start

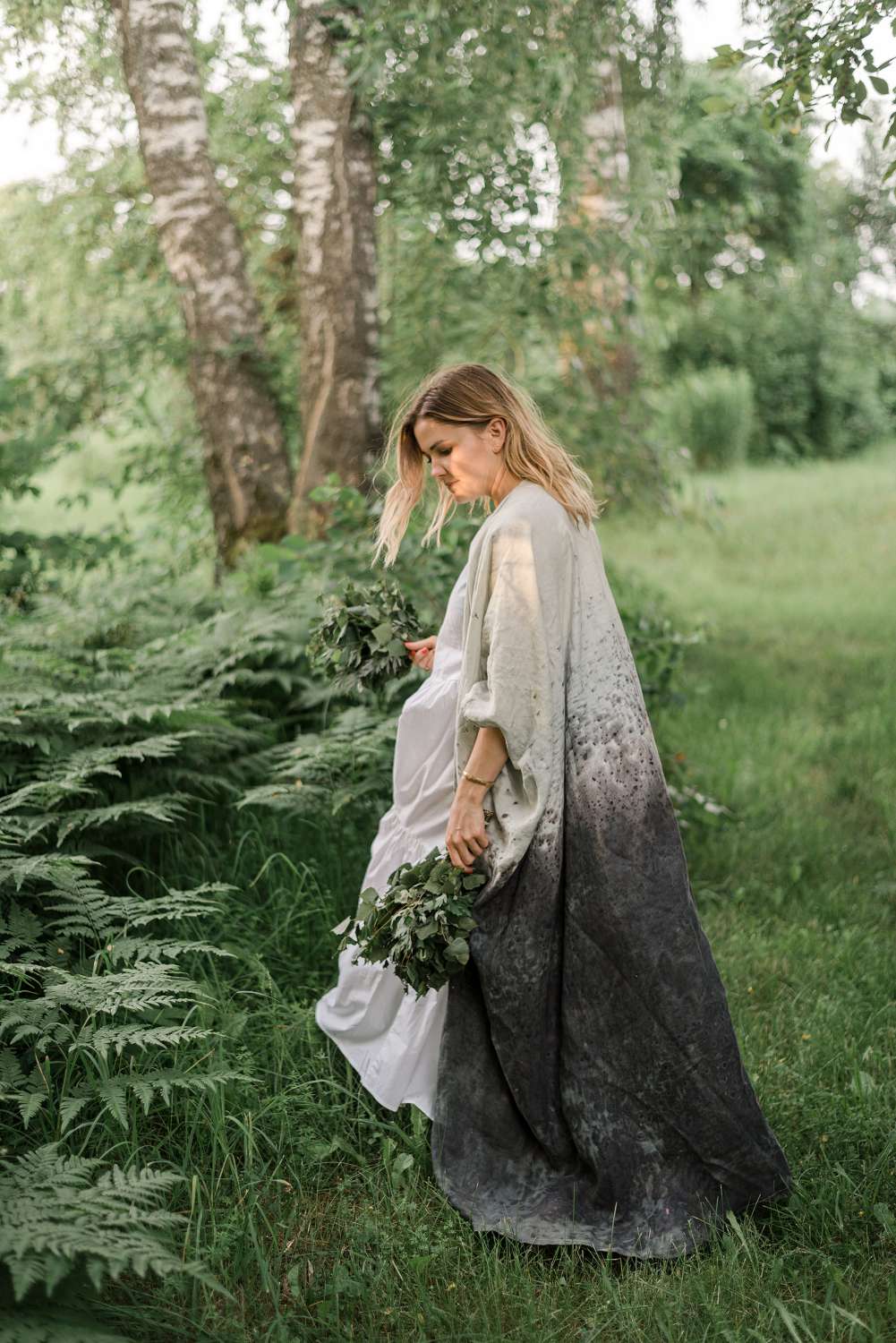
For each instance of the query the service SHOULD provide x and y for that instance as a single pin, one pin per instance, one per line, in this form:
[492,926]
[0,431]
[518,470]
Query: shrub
[710,413]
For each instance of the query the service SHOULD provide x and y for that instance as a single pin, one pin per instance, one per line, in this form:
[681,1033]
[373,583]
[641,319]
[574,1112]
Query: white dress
[388,1036]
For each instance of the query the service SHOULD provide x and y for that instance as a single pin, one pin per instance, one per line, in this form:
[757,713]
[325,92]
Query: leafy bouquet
[357,639]
[419,924]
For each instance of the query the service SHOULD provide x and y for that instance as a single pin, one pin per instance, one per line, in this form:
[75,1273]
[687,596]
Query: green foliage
[810,360]
[359,638]
[815,56]
[327,773]
[708,415]
[61,1211]
[421,923]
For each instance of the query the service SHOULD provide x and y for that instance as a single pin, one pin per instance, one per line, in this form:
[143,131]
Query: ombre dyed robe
[590,1085]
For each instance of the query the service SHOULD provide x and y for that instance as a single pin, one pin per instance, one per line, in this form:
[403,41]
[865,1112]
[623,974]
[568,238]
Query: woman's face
[466,459]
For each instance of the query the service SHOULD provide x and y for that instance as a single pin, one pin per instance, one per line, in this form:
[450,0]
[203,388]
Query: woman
[586,1080]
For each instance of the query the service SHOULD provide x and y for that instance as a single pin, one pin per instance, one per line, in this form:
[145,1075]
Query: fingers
[422,652]
[464,851]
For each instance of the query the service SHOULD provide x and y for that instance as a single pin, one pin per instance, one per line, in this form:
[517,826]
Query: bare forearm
[487,760]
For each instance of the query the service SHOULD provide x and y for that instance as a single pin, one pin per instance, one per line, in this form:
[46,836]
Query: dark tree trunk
[337,295]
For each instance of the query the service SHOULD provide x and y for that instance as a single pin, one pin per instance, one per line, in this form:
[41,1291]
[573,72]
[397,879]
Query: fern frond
[61,1213]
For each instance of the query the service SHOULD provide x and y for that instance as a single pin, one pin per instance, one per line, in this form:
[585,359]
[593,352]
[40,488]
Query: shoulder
[531,524]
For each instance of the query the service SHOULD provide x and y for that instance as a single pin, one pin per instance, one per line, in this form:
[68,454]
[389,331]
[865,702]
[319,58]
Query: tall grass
[314,1208]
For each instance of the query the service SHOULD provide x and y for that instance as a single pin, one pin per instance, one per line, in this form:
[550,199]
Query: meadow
[314,1208]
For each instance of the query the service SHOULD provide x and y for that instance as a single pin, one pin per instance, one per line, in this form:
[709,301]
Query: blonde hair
[474,394]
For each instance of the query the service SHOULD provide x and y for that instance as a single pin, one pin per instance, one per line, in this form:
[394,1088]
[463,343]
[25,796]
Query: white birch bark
[246,462]
[601,207]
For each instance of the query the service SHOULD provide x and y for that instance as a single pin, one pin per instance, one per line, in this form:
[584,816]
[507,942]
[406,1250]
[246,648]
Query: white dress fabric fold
[388,1036]
[590,1087]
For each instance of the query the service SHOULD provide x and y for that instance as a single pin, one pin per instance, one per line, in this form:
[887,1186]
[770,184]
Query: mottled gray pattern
[590,1087]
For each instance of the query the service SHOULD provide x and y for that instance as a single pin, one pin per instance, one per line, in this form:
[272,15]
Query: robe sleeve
[523,649]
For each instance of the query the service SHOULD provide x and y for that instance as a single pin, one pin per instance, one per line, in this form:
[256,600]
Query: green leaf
[716,104]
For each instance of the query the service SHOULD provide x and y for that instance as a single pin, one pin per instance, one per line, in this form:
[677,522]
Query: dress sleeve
[523,645]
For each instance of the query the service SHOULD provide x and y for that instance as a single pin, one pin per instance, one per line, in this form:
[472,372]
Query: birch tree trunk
[600,207]
[336,260]
[246,462]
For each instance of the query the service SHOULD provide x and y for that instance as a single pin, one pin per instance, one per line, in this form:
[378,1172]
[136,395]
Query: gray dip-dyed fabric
[590,1085]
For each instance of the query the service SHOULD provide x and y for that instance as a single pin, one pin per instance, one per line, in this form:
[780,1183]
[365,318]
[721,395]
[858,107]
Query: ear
[496,430]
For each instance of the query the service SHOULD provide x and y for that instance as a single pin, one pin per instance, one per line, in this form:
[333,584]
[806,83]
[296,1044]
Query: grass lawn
[316,1208]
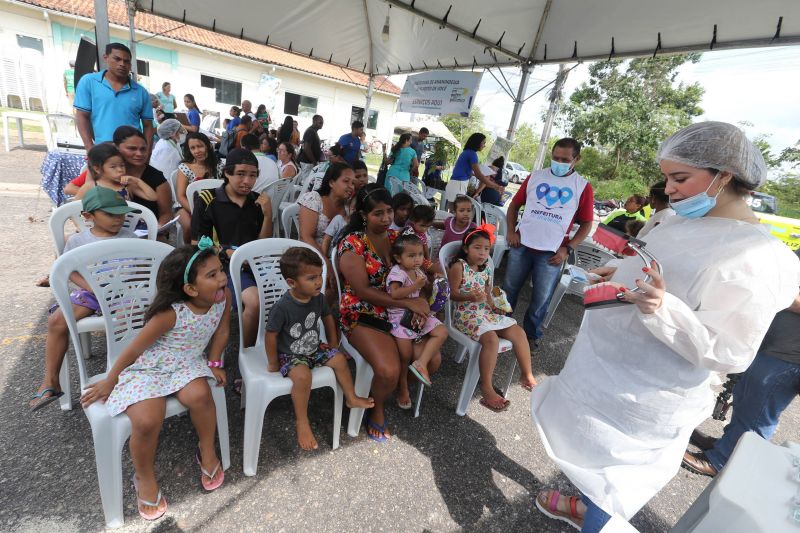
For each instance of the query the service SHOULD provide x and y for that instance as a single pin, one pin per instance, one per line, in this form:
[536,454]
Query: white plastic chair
[58,219]
[471,347]
[199,185]
[290,218]
[494,215]
[260,387]
[122,274]
[276,192]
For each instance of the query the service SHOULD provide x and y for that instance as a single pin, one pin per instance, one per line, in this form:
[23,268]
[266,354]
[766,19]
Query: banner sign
[441,92]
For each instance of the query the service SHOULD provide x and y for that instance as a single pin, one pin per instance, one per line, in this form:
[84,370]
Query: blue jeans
[523,264]
[766,388]
[595,518]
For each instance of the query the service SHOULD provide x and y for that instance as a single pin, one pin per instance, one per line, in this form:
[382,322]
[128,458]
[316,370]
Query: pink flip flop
[214,482]
[152,515]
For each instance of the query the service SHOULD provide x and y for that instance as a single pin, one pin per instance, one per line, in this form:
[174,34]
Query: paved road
[441,472]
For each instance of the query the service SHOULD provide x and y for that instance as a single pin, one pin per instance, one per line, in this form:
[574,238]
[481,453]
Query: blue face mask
[698,205]
[560,169]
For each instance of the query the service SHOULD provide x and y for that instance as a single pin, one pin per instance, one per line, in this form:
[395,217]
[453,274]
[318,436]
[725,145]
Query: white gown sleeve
[736,306]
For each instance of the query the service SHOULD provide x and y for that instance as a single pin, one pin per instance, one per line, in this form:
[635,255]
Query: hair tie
[486,228]
[204,243]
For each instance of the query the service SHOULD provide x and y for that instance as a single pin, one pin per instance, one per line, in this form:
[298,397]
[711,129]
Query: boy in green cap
[104,209]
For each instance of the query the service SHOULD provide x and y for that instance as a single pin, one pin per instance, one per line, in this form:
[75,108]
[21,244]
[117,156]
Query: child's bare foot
[357,402]
[305,437]
[404,398]
[527,383]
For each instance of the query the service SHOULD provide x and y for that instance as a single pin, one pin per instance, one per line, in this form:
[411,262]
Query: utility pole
[555,100]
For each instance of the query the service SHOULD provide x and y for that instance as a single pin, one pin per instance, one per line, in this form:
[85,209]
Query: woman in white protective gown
[618,417]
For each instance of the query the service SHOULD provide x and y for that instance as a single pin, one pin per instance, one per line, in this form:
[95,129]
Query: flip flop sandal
[377,427]
[550,508]
[211,484]
[152,515]
[45,400]
[420,377]
[496,407]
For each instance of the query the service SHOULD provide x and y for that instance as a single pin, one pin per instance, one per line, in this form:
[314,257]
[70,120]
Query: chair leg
[218,393]
[418,399]
[510,375]
[364,375]
[253,426]
[108,445]
[337,414]
[66,386]
[470,382]
[86,344]
[558,294]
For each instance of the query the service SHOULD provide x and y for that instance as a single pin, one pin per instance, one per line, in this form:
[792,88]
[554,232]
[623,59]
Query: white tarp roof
[494,33]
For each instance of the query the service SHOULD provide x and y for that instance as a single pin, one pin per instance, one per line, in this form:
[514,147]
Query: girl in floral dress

end

**The problem:**
Repeat the records in full, exactly as they appear, without the pictures.

**Exercise output:**
For each instance of the query the service SHOULD provide x and y for that instance as a single pin, one pin per instance, one per line, in this form:
[492,926]
[0,431]
[518,470]
Query: shrub
[710,413]
For each instance of the query the service SHOULD provide x and y for that instance as a single pin, one pin per instance, one per line, in this form:
[681,1033]
[373,583]
[641,319]
[574,1112]
Query: white dress
[388,1036]
For each instance of the query the service SHOULD provide x and y for that instance as a single pin, one pin per instance, one per line, in this form:
[757,713]
[325,92]
Query: leafy bouquet
[357,639]
[419,924]
For each instance of the query the service SHOULD provide x and y for that instance as a single pin, one pin per instance, one per line, in this form:
[75,1273]
[687,596]
Query: green foliage
[810,360]
[359,638]
[815,56]
[327,773]
[708,415]
[61,1211]
[421,923]
For each instance of the query the service SHOULD provide x and y for that instance as a single pin, one pin per instance, one per line, in this form:
[143,131]
Query: ombre dyed robe
[590,1085]
For each instance of the query the service SHOULD provide x and y for that instance as a single pin, one pin per instance, one per line, in this form:
[403,41]
[865,1112]
[623,974]
[568,238]
Query: woman's face
[466,459]
For each instance of the query the service SHOULD provide x and y for that instance as a single pin, one pin per instance, one per line, in this form:
[450,0]
[203,388]
Query: woman
[586,1080]
For each instance of the query the service SHOULD provide x and y for that instance as a single pin, one pin per instance, one per line, in this form:
[145,1075]
Query: fingers
[422,652]
[464,851]
For each instance of the query the service SHOULD provide x and y for that instance as a single pin, one pin per instance, one per line, in this form:
[517,826]
Query: bare forearm
[487,760]
For each instance of the query the service SHOULD provide x and y for that instance as a single pin, one pin per instance, one per line, in this form:
[46,836]
Query: dark tree trunk
[337,295]
For each instance of the query the service SHOULD provide x and y for that instance as a single pin, one pin per instance, one per line, in this form:
[41,1291]
[573,72]
[397,879]
Query: fern frond
[61,1213]
For each instance of the query the service SHOULD provide x and y for that instance as a single pin, one pin per instance, one per line, in this form:
[585,359]
[593,352]
[40,488]
Query: shoulder
[531,524]
For each instance of the query the service SHOULD provide x and y for that instance as a single pin, one pin per instance, one per line, in this form:
[68,454]
[389,331]
[865,702]
[319,58]
Query: tall grass
[314,1208]
For each instance of the query the service SHOULD provide x and y for that instance as a single pin, one pin per instance, one per line, in this form:
[550,199]
Query: meadow
[314,1208]
For each instance of the query the service SHOULD provide x and y for that instance as a single pin, one pin per instance, one per line, in this form:
[709,301]
Query: blonde hair
[474,394]
For each instance of the query the service SHOULD provide x and y for that instance as a single pin, one pin per instance, one per line, in this form:
[394,1088]
[463,343]
[25,796]
Query: white birch bark
[246,462]
[601,207]
For each instance of the query the service SHOULD provide x and y for that instance as a single pin, one pin per instance, one per line, in this form:
[584,816]
[507,942]
[406,1250]
[246,648]
Query: white dress fabric fold
[388,1036]
[590,1087]
For each instance of the query the service SHOULD provide x and y for that instance as a single pin, one pin per instance, one per line, in this form:
[887,1186]
[770,184]
Query: mottled gray pattern
[590,1087]
For each instance of the query the service SHOULD provide x and y for that instance as a single pin, one pin per instance, one per line, in this form:
[272,15]
Query: robe sleeve
[523,649]
For each instance of the query the service SHOULD provide x and y for that instance as a single pin, one pin per instance, one per line, in this form:
[256,600]
Query: green leaf
[716,104]
For each instance of the query the service SHOULD provide x and y for that instance as a single pin, one pin per instance, one per line, in this form:
[677,522]
Query: dress sleeve
[523,645]
For each instance of the query the service SHOULD provide x and y for that instance as a single pin, one pin per instance, one per line, in this form:
[472,372]
Query: birch tree trunk
[600,207]
[336,260]
[246,462]
For each instance of the query the service SHOULD provide x and y for that instance as a single pin, one pin per instance, one per line, in this form:
[378,1172]
[136,395]
Query: gray dip-dyed fabric
[590,1085]
For each instance of the query the service SHOULD provide x and y for that instance as a single pin, one pin per instance, one per line, in this form:
[780,1183]
[365,318]
[721,395]
[858,107]
Query: ear
[496,430]
For each instance of the query the service SHOULD provide x and y for that instance as a single pin, one pin per instance, one per line, in this form:
[333,584]
[806,83]
[296,1044]
Query: grass lawn
[316,1208]
For each instance of the query the service SHOULD provide x and y for that instance as a single pin, one pin per instance, one per line, in this form:
[536,454]
Query: white plastic chair
[58,219]
[471,347]
[199,185]
[290,218]
[494,215]
[260,387]
[122,274]
[276,192]
For each instance of the query the service SHOULD provide x and y for that instance as a single pin, one pin per instance, one per line, in this form:
[23,268]
[266,354]
[766,19]
Query: banner sign
[441,92]
For each instance of the query the service SHOULD provide x and y for that instance as a single pin, one pin per instance, one per line, in this form:
[84,370]
Query: blue jeans
[523,264]
[766,388]
[595,518]
For each instance of the query the service SHOULD provide x and y for that instance as a single pin, one pin per instance, one per line, in this form:
[382,322]
[128,458]
[316,370]
Query: pink flip flop
[214,482]
[152,515]
For each instance of the query the service SHOULD provide x and y for that instance as a single pin, one pin per instance, one per line, in this form:
[174,34]
Query: paved road
[441,472]
For each instance of the query the service SHOULD provide x and y for that instance as a single pin, one pin per instance, one per line, in this form:
[574,238]
[481,453]
Query: blue face mask
[698,205]
[560,169]
For each instance of the query the service SHOULD provide x and y for that instance as a single pin, one pin per instance, one per line, in this form:
[395,217]
[453,274]
[318,436]
[725,145]
Query: white gown sleeve
[736,306]
For each instance of the query the service SHOULD provide x and y for that instance as a single pin, one pin per instance, one per line, in this form:
[635,255]
Query: hair tie
[486,228]
[204,243]
For each instance of the query the service SHOULD provide x and y for that instance as a single pin, one pin per instance, one per line, in this form:
[298,397]
[711,129]
Query: boy in green cap
[104,209]
For each instance of the query the service SHOULD provide x and y for that instance as a single pin, one pin per instance, one per line, in this form:
[75,108]
[21,244]
[117,156]
Query: child's bare foot
[357,402]
[305,437]
[404,398]
[527,383]
For each instance of the query the service SHOULD provide x and y for that instance as a single pin, one pin per instance, one per line, in this form:
[411,262]
Query: utility pole
[555,100]
For each instance of the query the service SHOULD provide x and y for that instance as a single pin, one pin per instance, one per line, in this form:
[85,209]
Query: woman in white protective gown
[618,417]
For each instance of the query the service SHOULD provide x and y for that instance as a single pin, one pin per instance, one per line, in this form:
[95,129]
Query: flip flop sandal
[377,427]
[550,508]
[211,484]
[152,515]
[45,400]
[420,377]
[496,407]
For each instance of the query the service SHOULD provide x and y for that instance as a single pin, one pin per instance, one per line, in this form:
[314,257]
[70,120]
Query: chair leg
[218,393]
[418,399]
[510,375]
[364,375]
[253,426]
[108,445]
[337,414]
[66,386]
[470,382]
[86,344]
[558,294]
For each instance of the query the service SHOULD provide x and y for that instance as a single pin, one pin per instance, one per line, in this form:
[792,88]
[554,232]
[623,59]
Query: white tarp roof
[494,33]
For each instance of the query the service SHOULD provide x and y for that instance as a single pin, one pin per instance, one per line, in this form:
[514,147]
Query: girl in floral dress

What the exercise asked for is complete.